[Region labeling records]
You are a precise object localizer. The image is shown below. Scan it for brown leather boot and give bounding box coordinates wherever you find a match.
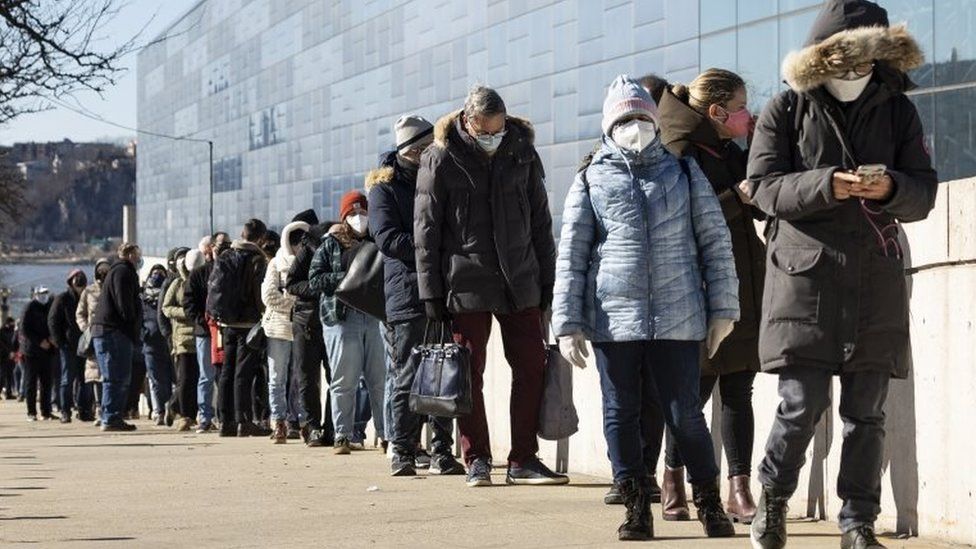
[271,420,288,444]
[661,466,691,521]
[725,475,756,524]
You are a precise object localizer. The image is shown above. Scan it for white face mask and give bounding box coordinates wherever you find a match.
[346,214,369,234]
[824,73,873,103]
[611,120,657,152]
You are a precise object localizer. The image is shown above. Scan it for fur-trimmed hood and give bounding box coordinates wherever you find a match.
[782,0,925,92]
[434,109,535,149]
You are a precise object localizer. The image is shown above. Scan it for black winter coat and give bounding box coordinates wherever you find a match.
[366,152,424,324]
[92,259,142,343]
[20,299,54,356]
[47,288,81,351]
[414,111,556,314]
[658,90,766,375]
[185,261,213,338]
[748,13,938,377]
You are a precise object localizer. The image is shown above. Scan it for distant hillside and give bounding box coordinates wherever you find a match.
[0,140,136,246]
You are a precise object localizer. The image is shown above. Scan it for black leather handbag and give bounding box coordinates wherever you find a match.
[335,240,386,322]
[409,322,472,417]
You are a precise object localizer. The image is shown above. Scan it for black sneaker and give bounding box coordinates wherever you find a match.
[505,458,569,486]
[430,454,464,476]
[413,448,431,469]
[466,458,491,487]
[390,454,417,477]
[102,419,136,433]
[749,486,790,549]
[840,524,885,549]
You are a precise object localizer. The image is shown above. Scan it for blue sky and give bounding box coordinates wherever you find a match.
[0,0,199,145]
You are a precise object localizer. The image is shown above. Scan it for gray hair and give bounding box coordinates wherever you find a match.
[464,84,506,118]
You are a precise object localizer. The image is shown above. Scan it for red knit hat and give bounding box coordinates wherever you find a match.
[339,191,367,221]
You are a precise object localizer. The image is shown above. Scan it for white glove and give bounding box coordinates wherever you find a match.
[559,333,590,368]
[706,318,735,358]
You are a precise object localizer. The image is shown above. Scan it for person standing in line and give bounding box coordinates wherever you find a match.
[366,115,465,476]
[659,69,766,524]
[308,190,386,454]
[182,232,230,434]
[207,219,271,437]
[287,210,335,447]
[163,249,206,431]
[47,269,92,423]
[414,86,569,487]
[553,75,739,540]
[20,286,55,421]
[747,0,938,549]
[140,265,174,426]
[261,221,311,444]
[75,259,111,427]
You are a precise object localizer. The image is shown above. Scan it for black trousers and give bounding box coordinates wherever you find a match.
[664,371,756,477]
[24,353,54,416]
[291,320,335,438]
[172,352,200,419]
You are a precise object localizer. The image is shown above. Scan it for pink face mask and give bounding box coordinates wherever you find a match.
[722,107,752,137]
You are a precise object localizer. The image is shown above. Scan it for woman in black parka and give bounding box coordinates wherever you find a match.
[748,4,938,548]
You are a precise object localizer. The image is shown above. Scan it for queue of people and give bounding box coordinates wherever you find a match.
[0,0,937,549]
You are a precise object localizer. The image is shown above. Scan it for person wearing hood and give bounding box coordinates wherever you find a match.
[748,4,938,549]
[659,69,766,524]
[414,86,569,487]
[308,190,386,454]
[182,232,230,434]
[366,115,465,476]
[47,269,92,423]
[162,249,205,431]
[261,221,310,438]
[214,219,271,437]
[553,75,739,540]
[286,210,335,447]
[140,265,174,426]
[75,258,111,427]
[20,286,55,421]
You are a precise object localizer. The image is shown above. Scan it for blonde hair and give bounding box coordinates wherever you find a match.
[671,68,746,112]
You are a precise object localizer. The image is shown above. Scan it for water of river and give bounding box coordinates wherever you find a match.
[0,262,95,317]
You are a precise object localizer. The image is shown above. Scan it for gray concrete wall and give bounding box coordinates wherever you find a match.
[485,179,976,544]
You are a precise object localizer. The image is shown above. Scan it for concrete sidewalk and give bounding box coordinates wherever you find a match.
[0,401,960,549]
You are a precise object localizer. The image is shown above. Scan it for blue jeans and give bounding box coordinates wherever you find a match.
[142,337,173,416]
[58,348,93,417]
[323,309,386,440]
[196,336,217,424]
[593,340,719,484]
[268,337,304,422]
[93,330,133,425]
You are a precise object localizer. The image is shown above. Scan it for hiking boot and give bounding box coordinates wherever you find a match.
[430,453,464,476]
[102,419,136,433]
[505,458,569,486]
[332,437,352,456]
[691,479,735,538]
[271,420,288,444]
[614,478,654,541]
[749,486,788,549]
[840,524,885,549]
[725,475,756,524]
[390,454,417,477]
[465,458,491,488]
[661,466,691,521]
[413,448,431,469]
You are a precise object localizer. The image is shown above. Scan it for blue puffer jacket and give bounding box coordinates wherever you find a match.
[552,136,739,342]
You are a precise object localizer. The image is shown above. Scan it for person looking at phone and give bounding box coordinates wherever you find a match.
[747,4,938,549]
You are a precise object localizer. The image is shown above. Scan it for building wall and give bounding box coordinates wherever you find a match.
[138,0,976,255]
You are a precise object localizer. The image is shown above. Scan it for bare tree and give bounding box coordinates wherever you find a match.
[0,0,135,124]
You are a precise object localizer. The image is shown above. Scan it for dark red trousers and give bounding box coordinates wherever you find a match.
[453,308,546,465]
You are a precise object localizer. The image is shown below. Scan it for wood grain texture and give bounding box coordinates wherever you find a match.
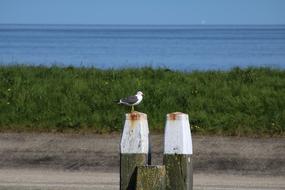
[120,154,148,190]
[136,166,166,190]
[163,154,193,190]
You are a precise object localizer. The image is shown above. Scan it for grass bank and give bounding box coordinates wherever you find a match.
[0,66,285,136]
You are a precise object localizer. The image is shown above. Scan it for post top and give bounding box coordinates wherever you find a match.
[126,111,147,120]
[167,112,188,120]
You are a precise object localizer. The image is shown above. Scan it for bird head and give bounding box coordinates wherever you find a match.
[137,91,143,96]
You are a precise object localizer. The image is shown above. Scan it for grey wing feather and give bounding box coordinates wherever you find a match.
[121,96,138,104]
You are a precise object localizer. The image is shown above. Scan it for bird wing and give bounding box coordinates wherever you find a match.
[121,96,138,104]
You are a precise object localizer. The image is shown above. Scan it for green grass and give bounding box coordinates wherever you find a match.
[0,65,285,136]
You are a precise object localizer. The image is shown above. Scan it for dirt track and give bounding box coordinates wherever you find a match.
[0,169,285,190]
[0,133,285,190]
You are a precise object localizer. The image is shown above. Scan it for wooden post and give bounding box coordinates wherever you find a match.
[120,112,149,190]
[136,166,166,190]
[163,112,193,190]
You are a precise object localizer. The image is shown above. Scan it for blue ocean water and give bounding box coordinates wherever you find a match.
[0,25,285,71]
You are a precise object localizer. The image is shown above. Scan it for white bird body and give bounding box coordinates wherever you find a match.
[118,91,143,111]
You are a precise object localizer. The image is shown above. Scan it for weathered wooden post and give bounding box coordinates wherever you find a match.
[163,112,193,190]
[120,112,149,190]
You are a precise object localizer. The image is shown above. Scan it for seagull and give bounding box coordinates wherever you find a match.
[118,91,143,112]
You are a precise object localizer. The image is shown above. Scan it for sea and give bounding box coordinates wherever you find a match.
[0,24,285,71]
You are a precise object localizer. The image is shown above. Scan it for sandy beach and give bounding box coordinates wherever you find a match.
[0,133,285,190]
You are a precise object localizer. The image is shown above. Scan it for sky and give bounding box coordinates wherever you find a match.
[0,0,285,25]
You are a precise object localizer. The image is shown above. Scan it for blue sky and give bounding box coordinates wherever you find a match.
[0,0,285,24]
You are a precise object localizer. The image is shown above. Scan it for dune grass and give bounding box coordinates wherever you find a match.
[0,65,285,136]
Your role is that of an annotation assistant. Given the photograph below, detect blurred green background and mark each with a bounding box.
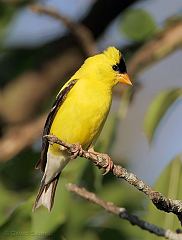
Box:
[0,0,182,240]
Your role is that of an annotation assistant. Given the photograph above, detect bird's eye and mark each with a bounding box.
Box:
[112,64,119,71]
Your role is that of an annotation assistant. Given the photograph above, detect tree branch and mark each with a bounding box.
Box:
[67,183,182,240]
[44,135,182,223]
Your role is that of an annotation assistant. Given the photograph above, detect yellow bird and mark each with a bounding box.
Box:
[34,47,132,211]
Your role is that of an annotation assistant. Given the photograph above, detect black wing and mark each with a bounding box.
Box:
[35,79,77,172]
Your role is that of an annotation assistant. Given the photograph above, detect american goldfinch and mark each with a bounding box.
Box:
[34,47,132,211]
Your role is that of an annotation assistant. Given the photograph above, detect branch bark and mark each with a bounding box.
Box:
[44,135,182,224]
[67,183,182,240]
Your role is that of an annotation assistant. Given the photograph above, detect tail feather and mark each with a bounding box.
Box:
[33,174,60,211]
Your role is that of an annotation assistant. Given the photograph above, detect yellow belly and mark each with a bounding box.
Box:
[50,79,111,153]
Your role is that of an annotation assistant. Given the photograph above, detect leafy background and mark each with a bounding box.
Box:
[0,0,182,240]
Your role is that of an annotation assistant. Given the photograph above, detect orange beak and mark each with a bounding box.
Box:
[117,73,133,85]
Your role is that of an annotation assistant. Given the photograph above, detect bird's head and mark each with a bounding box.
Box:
[77,47,132,88]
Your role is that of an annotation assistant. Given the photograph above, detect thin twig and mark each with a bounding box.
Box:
[44,135,182,223]
[30,4,96,56]
[67,183,182,240]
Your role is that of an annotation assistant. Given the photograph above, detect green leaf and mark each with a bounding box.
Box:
[120,9,156,41]
[144,88,182,141]
[143,156,182,240]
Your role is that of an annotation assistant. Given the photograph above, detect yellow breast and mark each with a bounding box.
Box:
[50,80,111,153]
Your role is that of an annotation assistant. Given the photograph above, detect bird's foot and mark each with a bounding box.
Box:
[88,147,114,175]
[70,143,83,159]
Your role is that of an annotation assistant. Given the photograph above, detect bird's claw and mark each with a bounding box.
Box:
[101,153,114,175]
[70,143,83,159]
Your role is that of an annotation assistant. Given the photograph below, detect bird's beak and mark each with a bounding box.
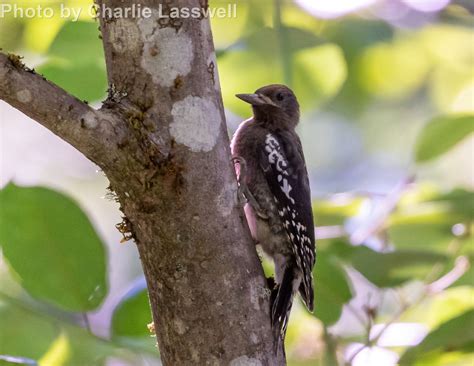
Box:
[235,94,278,107]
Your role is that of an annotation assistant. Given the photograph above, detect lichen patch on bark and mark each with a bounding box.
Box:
[16,89,31,103]
[229,355,262,366]
[138,18,194,87]
[109,18,140,53]
[170,96,221,152]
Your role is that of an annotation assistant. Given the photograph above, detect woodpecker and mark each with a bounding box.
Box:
[231,84,316,347]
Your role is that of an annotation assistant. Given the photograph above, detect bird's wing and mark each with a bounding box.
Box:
[260,133,316,310]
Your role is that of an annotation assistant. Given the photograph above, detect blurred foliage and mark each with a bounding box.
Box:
[0,184,107,311]
[0,0,474,366]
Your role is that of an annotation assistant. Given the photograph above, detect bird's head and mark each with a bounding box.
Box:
[236,84,300,128]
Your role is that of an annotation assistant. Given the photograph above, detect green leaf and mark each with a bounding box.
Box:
[48,21,105,65]
[0,301,59,364]
[0,184,107,312]
[37,59,107,101]
[313,251,352,325]
[37,21,107,101]
[415,115,474,162]
[112,289,152,337]
[400,310,474,365]
[431,188,474,220]
[333,242,447,287]
[112,281,157,353]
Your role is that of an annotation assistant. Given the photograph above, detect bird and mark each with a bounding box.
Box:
[231,84,316,348]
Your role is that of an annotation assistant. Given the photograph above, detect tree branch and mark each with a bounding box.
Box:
[0,53,121,167]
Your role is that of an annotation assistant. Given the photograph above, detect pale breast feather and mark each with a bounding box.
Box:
[260,133,315,294]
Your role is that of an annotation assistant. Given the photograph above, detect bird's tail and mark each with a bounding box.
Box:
[271,266,301,351]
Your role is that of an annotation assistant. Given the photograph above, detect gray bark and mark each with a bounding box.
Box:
[0,0,285,365]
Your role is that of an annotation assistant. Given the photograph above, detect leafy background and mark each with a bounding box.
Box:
[0,0,474,366]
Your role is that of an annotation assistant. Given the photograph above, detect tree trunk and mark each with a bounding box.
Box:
[0,0,285,365]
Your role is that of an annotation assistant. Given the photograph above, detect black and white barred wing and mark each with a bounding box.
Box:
[260,133,315,310]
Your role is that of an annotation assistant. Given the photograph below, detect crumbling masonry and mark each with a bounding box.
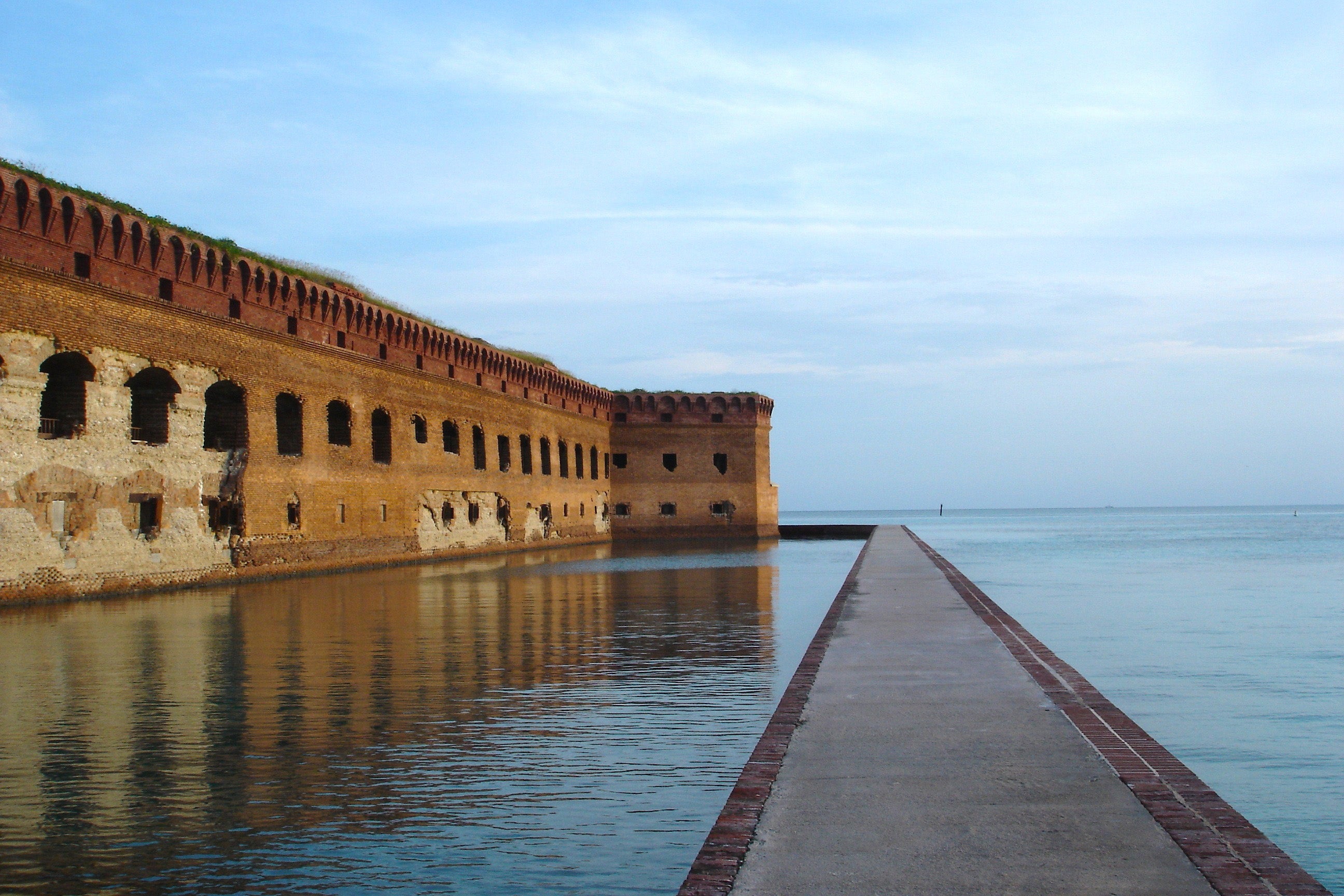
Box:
[0,166,778,602]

**Prompt:** Reproduce the part of the data that opens with the line containing "it for building" and closes with the line containing "[0,0,135,124]", keeping the request lines as they are. Shift every bounding box coordinate in the answers up by 27.

**Answer to the exercise:**
You are a precise object localizer. The image is shown above. Scan it for building wall and give bounding box coordinates wherever you find a match.
[165,27,1003,282]
You are a precise object localizer. The image is shown above. Scan it for bare tree and give bounding box coordinates wherever you find a match.
[27,27,162,151]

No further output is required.